Source passage
>> Start

In some situations you may have purchased second-hand goods to use in your business but didn’t pay GST on the purchase because the seller wasn’t GST registered. The good news is you can still claim a GST credit as long as the goods were located in New Zealand at the time of purchase and you have sufficient records of your purchase.

You may consider buying second-hand items for your business to save money. Even if the seller isn’t GST registered you can still make a claim for GST.

Regardless of which accounting basis you use, you must make a payment for the goods before you can claim a GST credit for the purchase.

Example

Alice purchased a second-hand sewing machine for her dressmaking business.
She bought the sewing machine for $160 at a garage sale.

To calculate the GST amount to claim as a credit she would use the following formula: purchase price x 3 / 23 = GST credit that can be claimed $160 x 3 / 23 = $20.86

Alice can claim this amount on her GST return, as long as she’s kept sufficient records of the purchase.

Second-hand goods are commonly defined as goods previously used and paid for by someone else. In the context of GST, second-hand goods don’t include:

  • new goods
  • primary produce – unless previously used
  • goods supplied under a lease or rental agreement
  • livestock
  • goods which contain gold, silver or platinum in any degree of purity.

Second-hand goods purchased from an associated person

When purchasing second-hand goods from associated people, the GST credit you can claim is treated differently.

Associated people are:

  • companies controlled by the same persons
  • companies and persons with a 25% or greater interest in the company
  • partnerships, partners and associates of partners
  • relatives by blood, marriage or adoption, to the second degree (including people in a de facto relationship)
  • trustees of a trust and persons who have benefited or are eligible to benefit under the trust
  • trustees and the settler of a trust, except where the trustee is a charitable or non-profit body
  • trustees of two trusts that have a common settler
  • two persons who are each associated with a third person

For a more detailed definition of “associated persons” see our “Glossary of GST terms“.

>> End

(Records of point placements)
>> Start

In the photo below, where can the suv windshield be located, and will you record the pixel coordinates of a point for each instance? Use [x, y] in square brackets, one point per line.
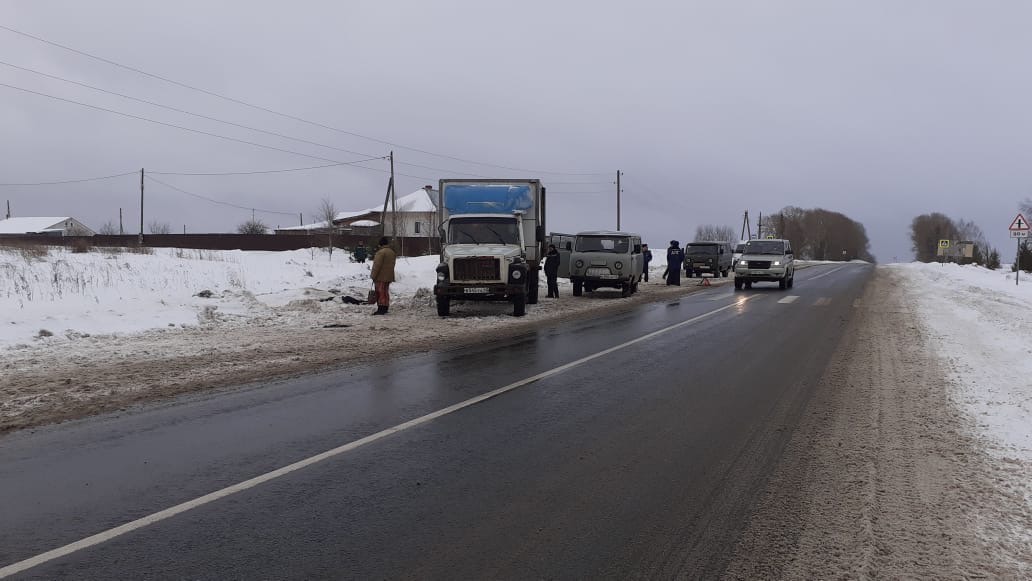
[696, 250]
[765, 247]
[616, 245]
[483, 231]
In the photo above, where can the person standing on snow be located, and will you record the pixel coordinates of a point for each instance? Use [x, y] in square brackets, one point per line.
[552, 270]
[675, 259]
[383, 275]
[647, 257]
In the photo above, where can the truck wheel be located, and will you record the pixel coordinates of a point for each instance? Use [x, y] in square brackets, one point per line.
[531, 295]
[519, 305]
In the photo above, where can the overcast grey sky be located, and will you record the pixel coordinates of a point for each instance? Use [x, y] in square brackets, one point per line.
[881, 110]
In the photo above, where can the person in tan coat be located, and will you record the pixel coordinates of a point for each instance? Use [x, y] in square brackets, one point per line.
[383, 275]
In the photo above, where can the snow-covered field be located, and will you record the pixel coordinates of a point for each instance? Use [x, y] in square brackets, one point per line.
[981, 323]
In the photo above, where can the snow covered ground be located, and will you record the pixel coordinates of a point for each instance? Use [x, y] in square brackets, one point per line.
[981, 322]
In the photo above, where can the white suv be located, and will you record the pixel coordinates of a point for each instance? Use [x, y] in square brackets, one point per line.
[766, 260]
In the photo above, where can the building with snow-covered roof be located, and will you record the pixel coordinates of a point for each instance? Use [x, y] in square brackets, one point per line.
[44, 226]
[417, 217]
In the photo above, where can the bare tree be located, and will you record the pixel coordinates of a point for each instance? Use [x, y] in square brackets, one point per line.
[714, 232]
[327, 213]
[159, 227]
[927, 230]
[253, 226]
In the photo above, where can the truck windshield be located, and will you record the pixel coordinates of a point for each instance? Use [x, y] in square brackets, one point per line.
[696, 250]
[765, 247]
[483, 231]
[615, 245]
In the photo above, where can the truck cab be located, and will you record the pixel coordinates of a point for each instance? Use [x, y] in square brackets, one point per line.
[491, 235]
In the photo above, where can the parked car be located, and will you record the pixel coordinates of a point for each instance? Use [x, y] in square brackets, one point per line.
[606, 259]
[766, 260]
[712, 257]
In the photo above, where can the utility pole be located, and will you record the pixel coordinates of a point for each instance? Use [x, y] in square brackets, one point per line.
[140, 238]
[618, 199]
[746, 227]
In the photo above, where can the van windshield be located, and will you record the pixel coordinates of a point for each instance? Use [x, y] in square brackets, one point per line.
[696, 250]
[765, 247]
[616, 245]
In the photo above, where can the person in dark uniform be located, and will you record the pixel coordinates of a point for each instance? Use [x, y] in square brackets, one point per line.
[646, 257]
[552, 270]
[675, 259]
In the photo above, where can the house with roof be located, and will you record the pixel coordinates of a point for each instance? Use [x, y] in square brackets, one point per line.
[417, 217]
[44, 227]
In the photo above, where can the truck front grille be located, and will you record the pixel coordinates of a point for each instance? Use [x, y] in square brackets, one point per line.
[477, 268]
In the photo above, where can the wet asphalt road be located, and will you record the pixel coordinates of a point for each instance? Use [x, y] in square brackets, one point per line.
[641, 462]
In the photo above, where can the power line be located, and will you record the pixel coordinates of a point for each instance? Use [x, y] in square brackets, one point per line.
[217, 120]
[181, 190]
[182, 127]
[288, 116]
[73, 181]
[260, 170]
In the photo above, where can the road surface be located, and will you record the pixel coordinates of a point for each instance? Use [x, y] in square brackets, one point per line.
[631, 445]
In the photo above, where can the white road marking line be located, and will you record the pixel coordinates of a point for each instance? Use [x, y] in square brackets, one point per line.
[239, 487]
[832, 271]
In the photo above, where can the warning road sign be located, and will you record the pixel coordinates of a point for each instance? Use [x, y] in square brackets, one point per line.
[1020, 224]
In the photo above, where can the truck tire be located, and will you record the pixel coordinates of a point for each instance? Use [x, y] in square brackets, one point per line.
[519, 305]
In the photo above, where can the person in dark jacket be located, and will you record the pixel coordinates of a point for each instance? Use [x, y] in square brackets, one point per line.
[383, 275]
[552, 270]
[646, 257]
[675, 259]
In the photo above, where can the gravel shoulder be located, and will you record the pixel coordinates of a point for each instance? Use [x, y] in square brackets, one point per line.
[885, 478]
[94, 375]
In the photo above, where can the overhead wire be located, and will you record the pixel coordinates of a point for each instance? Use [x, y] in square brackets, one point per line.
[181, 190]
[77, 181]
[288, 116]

>> End
>> Start

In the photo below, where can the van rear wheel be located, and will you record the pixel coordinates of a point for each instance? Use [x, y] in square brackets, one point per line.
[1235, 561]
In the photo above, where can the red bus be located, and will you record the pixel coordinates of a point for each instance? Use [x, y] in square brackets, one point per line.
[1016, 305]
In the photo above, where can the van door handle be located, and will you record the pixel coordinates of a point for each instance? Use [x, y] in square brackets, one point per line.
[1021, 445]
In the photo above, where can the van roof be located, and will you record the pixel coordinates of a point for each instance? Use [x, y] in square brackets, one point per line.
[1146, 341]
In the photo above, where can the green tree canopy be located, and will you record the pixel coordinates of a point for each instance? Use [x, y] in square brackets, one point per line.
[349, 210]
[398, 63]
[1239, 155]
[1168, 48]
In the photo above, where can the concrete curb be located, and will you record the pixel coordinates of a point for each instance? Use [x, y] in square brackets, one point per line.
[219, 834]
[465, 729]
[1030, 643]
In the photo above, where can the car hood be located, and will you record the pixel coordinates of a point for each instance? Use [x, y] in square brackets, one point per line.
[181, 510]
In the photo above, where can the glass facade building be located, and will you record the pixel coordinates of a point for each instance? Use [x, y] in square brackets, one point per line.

>> End

Written instruction 1
Can you show every line of the entries that contains the word "with", copying each line in full? Case counts.
Written instruction 2
Could you continue the GST passage, starting after its final sentence?
The GST passage and the entries come from unrelated sources.

Answer 1
In the photo above, where can the building with snow-covered roof be located, and will you record the pixel coordinates of a point for each instance? Use [x, y] in square brackets, one point per line.
In the photo above, where can the house with roof be located, and will you record the pixel coordinates of a point for each instance? Use [x, y] in square brackets, one point per line.

Answer 2
If you purchase second-hand goods from an associated person who is not GST registered, the GST claim is limited to the lowest of the:

  • purchase price
  • current market value
  • GST component (if any) of the original cost of the goods to the supplier.

Example

Alex bought a skill saw from his brother Nathan to use in his building business. Nathan originally bought the saw for $500. The current market value of the skill saw is $250, but Nathan sold it to Alex for $350. Nathan is not GST registered and
doesn’t give Alex an invoice.

Because Alex paid his brother more than the market value of the saw, he can only claim the GST on the market value ($250), not the amount paid ($350). Alex can claim $32.60 ($250 x 3 / 23) as a GST credit on his return.

Record keeping

If you purchase second-hand goods from someone who isn’t GST registered, you won’t be given a tax invoice to support your GST claim. In this case you must record the:

  • name and address of the supplier
  • date of purchase
  • description of the goods
  • quantity of goods
  • price paid.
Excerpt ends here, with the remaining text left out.